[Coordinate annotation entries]
——
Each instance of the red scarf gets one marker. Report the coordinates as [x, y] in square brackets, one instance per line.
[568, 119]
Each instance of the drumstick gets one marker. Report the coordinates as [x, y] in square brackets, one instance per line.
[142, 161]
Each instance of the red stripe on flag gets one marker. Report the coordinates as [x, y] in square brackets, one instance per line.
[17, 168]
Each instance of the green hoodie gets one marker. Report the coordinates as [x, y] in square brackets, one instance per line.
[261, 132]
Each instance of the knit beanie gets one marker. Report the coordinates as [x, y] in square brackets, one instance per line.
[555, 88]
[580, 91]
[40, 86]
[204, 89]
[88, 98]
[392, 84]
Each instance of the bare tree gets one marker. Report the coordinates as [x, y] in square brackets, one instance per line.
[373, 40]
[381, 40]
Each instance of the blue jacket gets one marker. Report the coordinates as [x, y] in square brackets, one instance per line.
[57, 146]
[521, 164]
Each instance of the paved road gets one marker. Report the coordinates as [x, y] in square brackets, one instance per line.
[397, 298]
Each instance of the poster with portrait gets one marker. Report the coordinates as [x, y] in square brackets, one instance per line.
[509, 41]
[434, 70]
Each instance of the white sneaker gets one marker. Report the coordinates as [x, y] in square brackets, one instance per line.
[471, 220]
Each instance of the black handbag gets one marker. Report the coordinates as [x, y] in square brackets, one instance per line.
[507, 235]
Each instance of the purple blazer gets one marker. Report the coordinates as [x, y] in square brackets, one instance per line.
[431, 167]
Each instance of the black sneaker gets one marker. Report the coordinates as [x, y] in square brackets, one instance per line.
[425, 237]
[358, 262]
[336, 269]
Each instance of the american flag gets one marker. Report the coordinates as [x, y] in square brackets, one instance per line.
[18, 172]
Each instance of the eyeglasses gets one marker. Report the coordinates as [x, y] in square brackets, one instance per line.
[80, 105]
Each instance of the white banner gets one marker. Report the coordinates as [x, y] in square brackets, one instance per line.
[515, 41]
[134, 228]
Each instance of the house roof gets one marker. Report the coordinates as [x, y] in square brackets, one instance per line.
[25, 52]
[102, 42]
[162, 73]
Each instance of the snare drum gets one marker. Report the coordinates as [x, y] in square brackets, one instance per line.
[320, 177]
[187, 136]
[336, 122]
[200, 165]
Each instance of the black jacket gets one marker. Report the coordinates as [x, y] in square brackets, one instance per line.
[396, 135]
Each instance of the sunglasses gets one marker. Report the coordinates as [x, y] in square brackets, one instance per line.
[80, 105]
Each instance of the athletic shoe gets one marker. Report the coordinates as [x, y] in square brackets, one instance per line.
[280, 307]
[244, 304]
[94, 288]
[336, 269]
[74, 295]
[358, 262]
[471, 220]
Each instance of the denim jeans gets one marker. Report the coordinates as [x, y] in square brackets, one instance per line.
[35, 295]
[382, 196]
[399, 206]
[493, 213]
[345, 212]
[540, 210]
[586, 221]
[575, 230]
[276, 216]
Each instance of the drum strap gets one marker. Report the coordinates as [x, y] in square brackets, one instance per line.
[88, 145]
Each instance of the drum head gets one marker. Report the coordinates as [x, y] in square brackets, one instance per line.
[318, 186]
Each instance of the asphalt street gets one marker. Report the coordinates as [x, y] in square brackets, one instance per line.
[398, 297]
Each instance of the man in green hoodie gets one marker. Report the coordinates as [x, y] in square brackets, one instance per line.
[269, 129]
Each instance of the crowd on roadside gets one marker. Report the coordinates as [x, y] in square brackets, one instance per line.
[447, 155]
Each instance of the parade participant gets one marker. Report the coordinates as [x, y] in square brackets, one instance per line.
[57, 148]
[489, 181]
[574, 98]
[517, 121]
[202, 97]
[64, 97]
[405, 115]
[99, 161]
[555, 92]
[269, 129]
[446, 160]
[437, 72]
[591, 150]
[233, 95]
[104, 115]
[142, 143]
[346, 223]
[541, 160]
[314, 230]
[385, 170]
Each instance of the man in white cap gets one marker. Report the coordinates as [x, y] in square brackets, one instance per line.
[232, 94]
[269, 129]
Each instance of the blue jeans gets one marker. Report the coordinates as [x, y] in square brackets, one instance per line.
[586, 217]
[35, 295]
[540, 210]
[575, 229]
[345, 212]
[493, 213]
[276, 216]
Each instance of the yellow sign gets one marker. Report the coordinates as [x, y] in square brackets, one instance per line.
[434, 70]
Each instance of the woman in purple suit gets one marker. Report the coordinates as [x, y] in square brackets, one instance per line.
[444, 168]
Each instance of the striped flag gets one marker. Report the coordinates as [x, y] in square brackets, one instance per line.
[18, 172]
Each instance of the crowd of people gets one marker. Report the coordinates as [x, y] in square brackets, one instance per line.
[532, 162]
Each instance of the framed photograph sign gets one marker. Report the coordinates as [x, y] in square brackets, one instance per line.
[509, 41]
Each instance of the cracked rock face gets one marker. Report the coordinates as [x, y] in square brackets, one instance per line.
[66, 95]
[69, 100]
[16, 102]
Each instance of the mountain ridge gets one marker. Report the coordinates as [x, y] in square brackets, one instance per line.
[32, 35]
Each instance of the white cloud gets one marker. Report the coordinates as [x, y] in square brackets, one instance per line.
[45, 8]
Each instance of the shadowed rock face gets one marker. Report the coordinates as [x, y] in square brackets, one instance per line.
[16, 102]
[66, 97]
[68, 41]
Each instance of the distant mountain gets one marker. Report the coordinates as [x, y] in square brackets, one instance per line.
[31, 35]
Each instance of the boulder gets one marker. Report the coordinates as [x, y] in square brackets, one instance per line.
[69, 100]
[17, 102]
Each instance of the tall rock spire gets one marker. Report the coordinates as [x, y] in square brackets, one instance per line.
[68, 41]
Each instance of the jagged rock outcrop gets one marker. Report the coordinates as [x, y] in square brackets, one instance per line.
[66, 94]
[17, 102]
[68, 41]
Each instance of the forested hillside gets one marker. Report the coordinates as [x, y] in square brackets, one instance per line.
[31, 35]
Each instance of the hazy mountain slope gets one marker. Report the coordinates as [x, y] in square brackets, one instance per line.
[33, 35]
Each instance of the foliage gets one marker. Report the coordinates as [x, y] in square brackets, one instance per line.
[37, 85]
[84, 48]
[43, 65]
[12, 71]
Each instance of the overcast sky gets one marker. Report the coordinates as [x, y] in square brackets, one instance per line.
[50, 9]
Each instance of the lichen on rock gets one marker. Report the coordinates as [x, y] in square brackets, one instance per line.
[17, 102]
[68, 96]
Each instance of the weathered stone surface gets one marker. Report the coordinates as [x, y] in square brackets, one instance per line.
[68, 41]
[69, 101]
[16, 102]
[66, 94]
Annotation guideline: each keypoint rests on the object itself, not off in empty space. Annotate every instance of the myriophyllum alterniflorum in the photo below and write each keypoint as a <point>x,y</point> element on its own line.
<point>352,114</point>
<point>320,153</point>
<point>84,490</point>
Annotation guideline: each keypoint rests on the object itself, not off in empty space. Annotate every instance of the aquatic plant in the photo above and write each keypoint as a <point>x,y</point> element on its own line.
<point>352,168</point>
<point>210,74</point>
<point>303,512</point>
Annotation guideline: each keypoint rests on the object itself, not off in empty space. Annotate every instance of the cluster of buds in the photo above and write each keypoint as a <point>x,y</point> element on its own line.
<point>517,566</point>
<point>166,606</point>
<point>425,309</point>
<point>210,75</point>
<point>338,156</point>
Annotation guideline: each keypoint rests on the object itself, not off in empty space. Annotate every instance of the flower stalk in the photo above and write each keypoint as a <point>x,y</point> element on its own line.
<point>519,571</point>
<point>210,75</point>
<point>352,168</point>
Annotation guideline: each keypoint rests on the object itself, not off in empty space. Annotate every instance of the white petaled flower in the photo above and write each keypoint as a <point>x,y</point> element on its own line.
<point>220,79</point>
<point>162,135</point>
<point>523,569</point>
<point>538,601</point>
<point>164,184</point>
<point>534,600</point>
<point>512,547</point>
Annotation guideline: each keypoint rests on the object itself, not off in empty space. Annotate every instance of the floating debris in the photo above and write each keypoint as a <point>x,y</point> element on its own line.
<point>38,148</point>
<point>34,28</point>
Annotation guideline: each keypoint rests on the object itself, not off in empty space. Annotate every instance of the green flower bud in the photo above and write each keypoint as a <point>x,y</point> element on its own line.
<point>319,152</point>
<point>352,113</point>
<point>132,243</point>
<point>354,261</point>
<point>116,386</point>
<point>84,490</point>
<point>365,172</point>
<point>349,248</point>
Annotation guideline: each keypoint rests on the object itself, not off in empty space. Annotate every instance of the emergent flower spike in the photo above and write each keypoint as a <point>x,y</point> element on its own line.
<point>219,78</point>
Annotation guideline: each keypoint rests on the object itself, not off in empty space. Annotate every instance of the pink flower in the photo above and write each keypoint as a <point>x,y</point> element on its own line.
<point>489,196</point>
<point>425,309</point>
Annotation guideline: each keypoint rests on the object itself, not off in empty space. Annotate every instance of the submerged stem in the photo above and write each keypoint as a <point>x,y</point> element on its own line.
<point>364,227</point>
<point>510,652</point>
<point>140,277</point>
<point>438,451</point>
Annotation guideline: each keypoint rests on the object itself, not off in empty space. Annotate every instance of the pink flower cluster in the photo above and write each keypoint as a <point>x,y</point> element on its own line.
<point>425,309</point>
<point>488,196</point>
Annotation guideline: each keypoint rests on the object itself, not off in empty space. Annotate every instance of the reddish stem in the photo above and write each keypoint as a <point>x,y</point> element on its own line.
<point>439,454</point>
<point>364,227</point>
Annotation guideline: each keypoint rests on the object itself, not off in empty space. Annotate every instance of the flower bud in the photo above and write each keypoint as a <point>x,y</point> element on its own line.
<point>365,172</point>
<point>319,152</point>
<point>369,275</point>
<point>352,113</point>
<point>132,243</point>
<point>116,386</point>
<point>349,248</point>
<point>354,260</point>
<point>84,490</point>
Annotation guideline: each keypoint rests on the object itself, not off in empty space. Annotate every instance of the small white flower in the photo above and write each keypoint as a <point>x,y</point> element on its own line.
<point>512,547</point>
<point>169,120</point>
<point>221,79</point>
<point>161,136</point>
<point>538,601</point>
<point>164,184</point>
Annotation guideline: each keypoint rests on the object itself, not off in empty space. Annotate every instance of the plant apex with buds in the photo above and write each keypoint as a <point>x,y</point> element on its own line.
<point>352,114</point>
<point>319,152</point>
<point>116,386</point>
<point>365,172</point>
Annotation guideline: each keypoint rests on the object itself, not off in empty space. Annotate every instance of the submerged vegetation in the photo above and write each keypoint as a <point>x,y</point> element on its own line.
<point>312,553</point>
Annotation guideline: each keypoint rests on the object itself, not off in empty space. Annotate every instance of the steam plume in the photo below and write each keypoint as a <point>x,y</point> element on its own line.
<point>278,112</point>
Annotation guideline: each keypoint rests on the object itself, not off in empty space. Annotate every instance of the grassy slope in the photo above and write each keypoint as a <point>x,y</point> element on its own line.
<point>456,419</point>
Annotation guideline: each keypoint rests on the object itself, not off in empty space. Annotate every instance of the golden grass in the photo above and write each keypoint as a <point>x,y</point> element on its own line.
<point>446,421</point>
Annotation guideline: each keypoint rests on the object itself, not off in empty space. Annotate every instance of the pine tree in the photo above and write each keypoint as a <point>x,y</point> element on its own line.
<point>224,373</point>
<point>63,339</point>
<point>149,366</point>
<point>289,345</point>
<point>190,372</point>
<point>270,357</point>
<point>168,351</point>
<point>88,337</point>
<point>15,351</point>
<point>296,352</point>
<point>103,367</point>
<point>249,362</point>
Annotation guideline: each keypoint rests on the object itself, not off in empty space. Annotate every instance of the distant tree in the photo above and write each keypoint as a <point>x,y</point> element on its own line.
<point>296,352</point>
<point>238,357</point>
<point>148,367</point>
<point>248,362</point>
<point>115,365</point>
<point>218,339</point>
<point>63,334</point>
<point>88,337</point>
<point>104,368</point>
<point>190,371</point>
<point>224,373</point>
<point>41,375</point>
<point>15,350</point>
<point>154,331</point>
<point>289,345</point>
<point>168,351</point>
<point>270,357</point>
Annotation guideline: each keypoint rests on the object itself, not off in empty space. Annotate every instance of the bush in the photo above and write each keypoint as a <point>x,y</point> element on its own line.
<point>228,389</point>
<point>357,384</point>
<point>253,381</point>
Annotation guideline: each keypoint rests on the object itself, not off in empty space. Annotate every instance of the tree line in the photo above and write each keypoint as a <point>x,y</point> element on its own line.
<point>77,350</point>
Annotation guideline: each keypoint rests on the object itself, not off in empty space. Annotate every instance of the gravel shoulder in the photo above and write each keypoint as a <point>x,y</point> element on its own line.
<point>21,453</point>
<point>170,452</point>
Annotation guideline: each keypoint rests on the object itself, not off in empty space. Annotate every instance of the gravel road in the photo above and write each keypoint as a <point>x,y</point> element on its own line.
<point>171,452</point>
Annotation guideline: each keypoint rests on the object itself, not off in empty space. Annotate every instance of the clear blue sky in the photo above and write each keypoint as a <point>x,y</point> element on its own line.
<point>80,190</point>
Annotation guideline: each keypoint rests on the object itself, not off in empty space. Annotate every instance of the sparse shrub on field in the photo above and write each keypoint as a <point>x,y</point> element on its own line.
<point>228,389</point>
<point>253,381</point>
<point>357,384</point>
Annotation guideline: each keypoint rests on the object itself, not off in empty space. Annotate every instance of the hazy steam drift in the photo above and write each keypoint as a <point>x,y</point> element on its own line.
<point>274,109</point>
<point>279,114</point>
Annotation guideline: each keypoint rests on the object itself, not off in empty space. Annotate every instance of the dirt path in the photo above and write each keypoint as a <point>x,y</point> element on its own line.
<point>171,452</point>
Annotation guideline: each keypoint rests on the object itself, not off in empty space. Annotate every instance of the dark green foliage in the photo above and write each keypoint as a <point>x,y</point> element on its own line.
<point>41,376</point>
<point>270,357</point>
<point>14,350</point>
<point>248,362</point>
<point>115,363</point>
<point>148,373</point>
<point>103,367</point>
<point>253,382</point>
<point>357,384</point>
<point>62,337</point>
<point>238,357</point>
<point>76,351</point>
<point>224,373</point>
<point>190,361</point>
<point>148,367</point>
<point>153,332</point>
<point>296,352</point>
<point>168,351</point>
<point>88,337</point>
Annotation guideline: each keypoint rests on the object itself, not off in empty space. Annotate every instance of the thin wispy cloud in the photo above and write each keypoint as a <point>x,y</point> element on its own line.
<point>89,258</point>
——
What this task involves – Your task is to extract the lines running from the one with "of the clear" to the end of the material, inclusive, copying each exactly and adding nothing.

Exercise output –
Annotation guideline: each keypoint rests on the object itself, not off in empty space. Annotate every instance of the clear blue sky in the photo above and write each keypoint as a <point>x,y</point> element on its own line.
<point>80,190</point>
Annotation guideline: each keypoint rests on the object itself, not off in empty space. Annotate every instance of the sparse shrub on field in the photo above and write each keypoint as a <point>x,y</point> element on its own line.
<point>228,389</point>
<point>253,381</point>
<point>357,384</point>
Annotation guideline: each keypoint rests on the object itself, not off in empty space. Annotate every instance of the hazy steam drift in the photo above and write each keypoint as a <point>x,y</point> element on its own line.
<point>274,109</point>
<point>279,114</point>
Annotation guideline: each keypoint rests on the object itself, not off in empty space. Annotate every instance of the dirt path in the photo above and write each keypoint as a <point>x,y</point> element on its own line.
<point>171,452</point>
Annotation guideline: each keypoint rests on the object itself, not off in empty space. Annotate every instance of the dark green foliage in the photo above and write each keypoint as a <point>x,y</point> element on its own line.
<point>41,376</point>
<point>270,357</point>
<point>14,350</point>
<point>248,362</point>
<point>115,363</point>
<point>148,373</point>
<point>103,367</point>
<point>253,382</point>
<point>357,384</point>
<point>62,337</point>
<point>238,357</point>
<point>76,351</point>
<point>224,373</point>
<point>190,361</point>
<point>148,367</point>
<point>153,332</point>
<point>296,352</point>
<point>168,351</point>
<point>88,337</point>
Annotation guideline: each keypoint rests on the object itself, not off in empty space. Annotate every instance of the thin wispy cloud in the photo above and write each keypoint as a <point>x,y</point> element on its own line.
<point>89,258</point>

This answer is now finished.